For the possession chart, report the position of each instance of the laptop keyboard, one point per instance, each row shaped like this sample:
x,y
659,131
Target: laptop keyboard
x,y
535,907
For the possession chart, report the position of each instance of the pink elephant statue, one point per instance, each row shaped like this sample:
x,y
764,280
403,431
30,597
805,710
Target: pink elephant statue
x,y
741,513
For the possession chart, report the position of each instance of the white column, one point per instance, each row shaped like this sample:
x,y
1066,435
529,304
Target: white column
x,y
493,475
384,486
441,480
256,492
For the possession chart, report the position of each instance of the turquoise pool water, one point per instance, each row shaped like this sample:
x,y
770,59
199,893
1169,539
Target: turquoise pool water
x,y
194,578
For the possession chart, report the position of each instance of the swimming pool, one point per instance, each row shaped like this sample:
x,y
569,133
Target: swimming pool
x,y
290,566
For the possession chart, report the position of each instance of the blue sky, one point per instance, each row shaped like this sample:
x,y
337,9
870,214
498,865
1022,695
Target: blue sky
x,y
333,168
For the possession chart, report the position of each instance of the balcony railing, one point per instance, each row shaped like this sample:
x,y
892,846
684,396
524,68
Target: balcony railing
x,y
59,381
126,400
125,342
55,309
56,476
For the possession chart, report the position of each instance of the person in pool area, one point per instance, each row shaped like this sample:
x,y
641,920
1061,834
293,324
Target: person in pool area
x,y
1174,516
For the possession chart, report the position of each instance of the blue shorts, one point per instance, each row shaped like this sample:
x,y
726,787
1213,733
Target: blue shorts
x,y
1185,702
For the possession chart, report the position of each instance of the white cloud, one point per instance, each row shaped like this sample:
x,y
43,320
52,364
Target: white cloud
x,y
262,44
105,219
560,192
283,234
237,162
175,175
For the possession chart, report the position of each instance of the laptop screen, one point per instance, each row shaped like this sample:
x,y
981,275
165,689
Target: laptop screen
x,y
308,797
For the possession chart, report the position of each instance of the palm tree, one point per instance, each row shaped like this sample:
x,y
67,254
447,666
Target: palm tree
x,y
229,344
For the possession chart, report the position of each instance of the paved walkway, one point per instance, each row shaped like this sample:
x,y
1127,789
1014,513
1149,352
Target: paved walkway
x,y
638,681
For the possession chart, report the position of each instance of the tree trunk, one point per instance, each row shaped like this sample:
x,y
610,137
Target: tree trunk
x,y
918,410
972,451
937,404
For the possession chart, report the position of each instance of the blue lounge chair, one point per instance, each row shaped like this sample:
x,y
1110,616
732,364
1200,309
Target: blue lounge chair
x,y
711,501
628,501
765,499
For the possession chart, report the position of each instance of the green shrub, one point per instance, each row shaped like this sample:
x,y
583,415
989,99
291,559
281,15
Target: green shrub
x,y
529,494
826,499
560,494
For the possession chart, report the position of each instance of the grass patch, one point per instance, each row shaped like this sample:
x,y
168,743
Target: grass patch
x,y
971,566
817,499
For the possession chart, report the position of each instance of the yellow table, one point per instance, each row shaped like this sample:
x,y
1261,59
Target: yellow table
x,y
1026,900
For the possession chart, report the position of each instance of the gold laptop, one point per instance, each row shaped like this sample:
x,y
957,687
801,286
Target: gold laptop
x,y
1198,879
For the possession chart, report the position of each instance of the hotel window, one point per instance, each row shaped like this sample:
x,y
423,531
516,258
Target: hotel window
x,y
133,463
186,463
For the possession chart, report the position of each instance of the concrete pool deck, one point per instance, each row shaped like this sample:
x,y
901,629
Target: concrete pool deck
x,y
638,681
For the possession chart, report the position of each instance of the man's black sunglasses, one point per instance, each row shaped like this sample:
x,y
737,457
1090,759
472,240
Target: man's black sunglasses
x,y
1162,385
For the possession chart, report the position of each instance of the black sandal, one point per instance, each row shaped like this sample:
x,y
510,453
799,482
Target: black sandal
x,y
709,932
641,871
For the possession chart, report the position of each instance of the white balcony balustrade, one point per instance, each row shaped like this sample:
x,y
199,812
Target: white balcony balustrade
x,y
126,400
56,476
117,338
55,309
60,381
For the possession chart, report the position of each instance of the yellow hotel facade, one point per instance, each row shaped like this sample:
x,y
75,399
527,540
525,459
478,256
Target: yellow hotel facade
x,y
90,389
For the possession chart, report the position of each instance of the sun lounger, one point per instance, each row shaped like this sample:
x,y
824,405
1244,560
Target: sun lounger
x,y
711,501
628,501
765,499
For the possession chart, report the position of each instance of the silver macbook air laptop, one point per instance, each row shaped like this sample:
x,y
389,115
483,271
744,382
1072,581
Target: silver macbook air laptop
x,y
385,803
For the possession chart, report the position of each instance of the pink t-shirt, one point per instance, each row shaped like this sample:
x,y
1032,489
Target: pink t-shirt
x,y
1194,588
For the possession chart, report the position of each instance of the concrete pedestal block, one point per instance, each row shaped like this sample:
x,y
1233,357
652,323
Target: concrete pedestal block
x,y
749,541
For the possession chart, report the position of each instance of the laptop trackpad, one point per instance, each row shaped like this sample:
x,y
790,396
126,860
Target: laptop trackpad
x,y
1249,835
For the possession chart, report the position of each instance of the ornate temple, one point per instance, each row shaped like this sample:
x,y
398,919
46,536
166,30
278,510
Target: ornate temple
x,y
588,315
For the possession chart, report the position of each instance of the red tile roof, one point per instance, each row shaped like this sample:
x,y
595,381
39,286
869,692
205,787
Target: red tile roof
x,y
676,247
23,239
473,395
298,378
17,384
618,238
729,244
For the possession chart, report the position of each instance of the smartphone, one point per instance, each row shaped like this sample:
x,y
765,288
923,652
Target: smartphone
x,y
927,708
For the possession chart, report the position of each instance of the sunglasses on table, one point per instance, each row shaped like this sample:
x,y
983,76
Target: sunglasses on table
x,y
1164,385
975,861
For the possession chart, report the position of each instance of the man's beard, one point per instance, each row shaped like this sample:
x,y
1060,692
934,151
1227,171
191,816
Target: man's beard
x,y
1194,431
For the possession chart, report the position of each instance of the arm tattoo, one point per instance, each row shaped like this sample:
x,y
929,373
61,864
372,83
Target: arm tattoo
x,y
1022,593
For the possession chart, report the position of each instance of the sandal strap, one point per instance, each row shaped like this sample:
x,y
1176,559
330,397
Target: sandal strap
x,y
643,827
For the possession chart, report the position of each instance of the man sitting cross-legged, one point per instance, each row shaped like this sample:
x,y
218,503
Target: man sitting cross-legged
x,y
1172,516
☆ ☆ ☆ ☆ ☆
> _WHAT YOU ARE ASKED TO DO_: Please set down all the data word for word.

> _OUTPUT OF THE TASK_:
For the possession chart, report the position of each instance of the laptop keyboard, one point per instance, each row shaped like this sample:
x,y
659,131
Target: laptop keyboard
x,y
535,907
For the possession chart, report the position of each instance of the pink elephant statue, one point per instance, each row shaped like this sample:
x,y
764,280
403,431
30,597
805,710
Target: pink elephant statue
x,y
741,513
For the possession chart, report the position of each instance of the white column, one point per instance, each row shaped like this sample:
x,y
1066,435
529,304
Target: white column
x,y
493,475
384,486
441,480
256,492
For the possession chart, report the position of each instance of the turquoise pool water, one point per instance, each row shaped like this sample:
x,y
770,59
199,893
1169,539
Target: turquoise pool water
x,y
194,578
For the possession chart, report the position of each instance of the swimming pool, one point per instance, each row shaped like this sample:
x,y
569,133
Target: swimming pool
x,y
290,566
For the possession chart, report the position of each instance of the blue sky, one point per instance, each row shaped like this sample:
x,y
337,9
870,214
498,865
1022,695
Target: blue sky
x,y
333,168
For the possession chart, report the position of each instance of the balcony railing, one point per instance, each row shaped like this sample:
x,y
892,846
684,396
524,68
Target: balcony railing
x,y
59,381
126,400
125,342
55,309
56,476
For the possession chart, report the position of each instance of the person in pool area, one point per instance, each row shaped like this sample:
x,y
641,920
1061,834
293,324
Target: person in pool area
x,y
1174,516
For the possession chart, report the position of each instance of the blue shorts, one point per instance, each row shaped like this sample:
x,y
726,787
1213,733
Target: blue shorts
x,y
1185,702
For the possession chart, report the position of each instance of the white cloud, one point per instance, each row shaped like this sample:
x,y
43,320
52,364
Target: white cloud
x,y
262,44
105,219
560,192
283,234
237,162
175,175
For the possession chart, report the position of each instance of the laptop screen, one point per instance, each row shaped like this sample:
x,y
981,275
165,689
Target: laptop screen
x,y
308,797
For the possession chart, report the position of each instance of the palm tree, one point per instance, each row shaped like this sample:
x,y
67,254
447,666
Target: palm tree
x,y
229,344
For the possession chart, report the position of each instance of the paved walkway, one point per instance, each row shaped like this sample:
x,y
1127,789
1014,513
1149,352
Target: paved walkway
x,y
638,681
For the possession chart, report the position of each instance of the tree trunk, one point per instance, each row shaped like this sample:
x,y
610,137
Target: tree trunk
x,y
918,410
972,451
937,404
For the possession chart, report the position of each instance of the blue lounge chair, one point per instance, each row shaped like this sample:
x,y
1110,616
732,364
1200,309
Target: blue lounge chair
x,y
711,501
628,501
765,499
For the possession chart, report the position of each instance of the green shrub, one point per instance, each row shaped like this sample:
x,y
583,415
989,99
291,559
281,15
Target: green shrub
x,y
529,494
826,499
560,494
For the possession chart, report the position of each instance of the grass patch, one point per instance, each row shaped like this sample:
x,y
168,743
Target: grass patch
x,y
971,566
817,499
For the possession chart, report the position of each instance of the yellow table, one point per instance, each row shaped like this sample:
x,y
1261,59
Target: yellow table
x,y
1026,900
For the possession chart, report the position of each instance of the gold laptop, one point per instance, each row shaped like this sample:
x,y
957,687
801,286
Target: gold laptop
x,y
1198,879
For the possession chart, report the position of each instance of the hotel window, one point per instance, each row shaped like this sample:
x,y
423,531
516,258
Target: hotel window
x,y
133,463
186,463
For the possession chart, report the position of each instance of the concrete pool deck, one point per instance, each row shaped like this sample:
x,y
901,629
Target: concrete pool deck
x,y
638,681
For the possession chart, report the position of each instance of the man's black sunglasses, one point per instance, each row shaped like this sample:
x,y
737,457
1090,759
472,240
Target: man's black sunglasses
x,y
1162,385
For the possession chart, report the position of each instance of the black sandal, one point per instance, each row shaped like this sample:
x,y
510,453
799,482
Target: black sandal
x,y
709,932
641,871
For the possession chart, report the position of each instance of the white balcony balustrade, one point per instance, each row shaped like this sample:
x,y
199,812
Target: white balcony balustrade
x,y
126,400
56,476
117,338
55,309
60,381
For the possession chart, report the position of each instance of the yellow hotel facade, one point per instance, each row shaped like this sample:
x,y
75,399
527,540
525,459
478,256
Target: yellow hotel facade
x,y
90,389
For the possession chart, report the position of each instance of the sun lounger, one point per instance, each row shaped like this sample:
x,y
824,405
1244,560
Target: sun lounger
x,y
711,501
628,501
765,499
For the possession chart, report the position of each instance of the silver macbook air laptop, one point per instance, each row shaped like this sample:
x,y
389,115
483,271
744,382
1072,581
Target: silver macbook air laptop
x,y
385,803
For the possession chart, report the position of each instance of the pink t-shirt, one point per instance, each row shaped like this sample:
x,y
1032,489
Target: pink t-shirt
x,y
1194,588
For the possession chart, report the position of each instance of the concrete pedestal block, one point per instance, each row shaped like this sample:
x,y
1233,357
652,323
Target: concrete pedestal block
x,y
749,541
For the possession chart, report the position of each instance of the laptop trackpad, one point per instance, each row shaped like this sample:
x,y
790,396
126,860
Target: laptop trackpad
x,y
1249,835
For the possession chart, report the position of each instance of the ornate temple, one point per instance, each row shaped like this sample:
x,y
398,919
46,536
166,30
278,510
Target: ornate temple
x,y
588,315
For the possession chart, report the position of each instance of the red tile roof, one point per instance, each row shaped like this sample:
x,y
595,381
39,286
869,692
205,787
Target: red tile roof
x,y
676,247
23,239
473,395
298,378
17,384
618,238
729,244
For the possession chart, report the position of each instance of the smartphone, one point per instance, each row shaped like this sample:
x,y
765,288
923,652
Target: smartphone
x,y
927,708
For the possession chart, report the position of each instance of the sunglasses on table, one point per instance, each row shaped like this sample:
x,y
983,76
Target: sunglasses on table
x,y
1164,385
975,861
For the possession chart, report the position of each instance of the man's beard, one point per instance, each row shaped like this sample:
x,y
1060,692
934,151
1227,171
191,816
Target: man's beard
x,y
1194,431
For the possession chart, report the position of each instance of the arm tattoo, one point per instance, each row shaped like this sample:
x,y
929,373
61,864
372,83
Target: arm tattoo
x,y
1022,593
For the possession chart, report the position of each instance of the sandal strap, one point per instance, each row shaped like this sample:
x,y
1176,559
330,397
Target: sandal strap
x,y
643,827
For the possession chart, report the position of each instance of the man sitting cross-legged, one point per instance, each row shaped like this sample:
x,y
218,503
Target: man sitting cross-legged
x,y
1172,516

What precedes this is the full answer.